## start

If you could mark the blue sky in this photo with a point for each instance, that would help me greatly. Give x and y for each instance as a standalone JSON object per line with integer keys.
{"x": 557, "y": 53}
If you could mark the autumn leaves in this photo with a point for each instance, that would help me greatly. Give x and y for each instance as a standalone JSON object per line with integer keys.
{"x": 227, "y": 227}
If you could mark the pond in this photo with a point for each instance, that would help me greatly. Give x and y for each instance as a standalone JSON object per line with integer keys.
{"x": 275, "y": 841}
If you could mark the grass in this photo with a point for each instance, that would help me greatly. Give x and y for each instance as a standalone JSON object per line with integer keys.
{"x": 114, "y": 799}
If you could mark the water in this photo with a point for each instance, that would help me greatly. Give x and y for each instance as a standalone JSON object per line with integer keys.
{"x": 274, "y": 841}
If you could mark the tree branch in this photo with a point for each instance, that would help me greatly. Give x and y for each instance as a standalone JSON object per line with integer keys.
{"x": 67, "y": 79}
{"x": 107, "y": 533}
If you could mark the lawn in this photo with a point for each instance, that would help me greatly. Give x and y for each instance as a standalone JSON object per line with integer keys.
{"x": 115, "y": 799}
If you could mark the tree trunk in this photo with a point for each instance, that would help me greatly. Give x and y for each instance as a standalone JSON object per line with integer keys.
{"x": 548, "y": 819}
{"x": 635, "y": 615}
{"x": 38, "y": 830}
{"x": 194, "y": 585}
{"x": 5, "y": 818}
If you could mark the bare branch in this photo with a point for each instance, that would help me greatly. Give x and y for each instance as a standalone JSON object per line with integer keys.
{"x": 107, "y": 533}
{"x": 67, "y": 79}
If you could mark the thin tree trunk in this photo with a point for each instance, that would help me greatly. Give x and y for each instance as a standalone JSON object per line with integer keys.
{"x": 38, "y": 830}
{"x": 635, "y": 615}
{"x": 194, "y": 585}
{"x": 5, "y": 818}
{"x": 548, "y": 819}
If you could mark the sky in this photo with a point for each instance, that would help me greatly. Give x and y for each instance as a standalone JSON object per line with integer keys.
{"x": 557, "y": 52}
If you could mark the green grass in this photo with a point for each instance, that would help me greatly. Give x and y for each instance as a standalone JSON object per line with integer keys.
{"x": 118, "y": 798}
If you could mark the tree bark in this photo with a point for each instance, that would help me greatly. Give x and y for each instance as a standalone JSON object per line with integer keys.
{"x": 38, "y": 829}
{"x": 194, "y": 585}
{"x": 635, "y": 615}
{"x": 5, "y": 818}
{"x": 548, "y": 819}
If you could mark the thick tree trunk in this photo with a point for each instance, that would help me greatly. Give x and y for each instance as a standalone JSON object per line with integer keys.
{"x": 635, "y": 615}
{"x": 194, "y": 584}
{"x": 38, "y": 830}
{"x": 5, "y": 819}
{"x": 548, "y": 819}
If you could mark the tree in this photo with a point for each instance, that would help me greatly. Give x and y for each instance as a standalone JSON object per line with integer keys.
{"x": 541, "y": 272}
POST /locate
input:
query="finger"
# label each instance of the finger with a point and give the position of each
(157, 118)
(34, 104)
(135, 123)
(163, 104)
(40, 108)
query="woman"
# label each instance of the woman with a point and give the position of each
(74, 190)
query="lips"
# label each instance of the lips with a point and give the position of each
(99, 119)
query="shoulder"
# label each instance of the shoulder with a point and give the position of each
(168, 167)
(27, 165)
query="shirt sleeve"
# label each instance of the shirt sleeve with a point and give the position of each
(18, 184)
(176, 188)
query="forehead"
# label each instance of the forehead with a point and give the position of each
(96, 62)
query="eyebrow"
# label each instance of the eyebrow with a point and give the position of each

## end

All lines from the line containing "If you could mark the tree in" through the end of the listing above are to be duplicated exactly; include both ends and nothing further.

Task result:
If you could mark the tree in this photo with a point for each instance, that would help me greatly. Give x and y for each instance as a standalone JSON object per line with integer keys.
{"x": 541, "y": 272}
POST /locate
input:
query="finger"
# label each instance of the finger with a point and give the position of each
(157, 118)
(34, 104)
(135, 123)
(163, 104)
(40, 108)
query="woman"
# label each instance of the woman with a point and give the position of each
(74, 190)
query="lips"
# label each instance of the lips with a point and give the position of each
(99, 119)
query="shoulder"
# label each instance of the shoulder with a point and give the position of each
(168, 167)
(27, 165)
query="shirt sleeve"
# label each instance of the shirt sleeve with a point and give the position of each
(18, 184)
(176, 188)
query="forehead"
# label each instance of the forehead with a point and give the position of each
(96, 62)
query="eyebrow"
# label each instance of the eyebrow with a point and give the position of each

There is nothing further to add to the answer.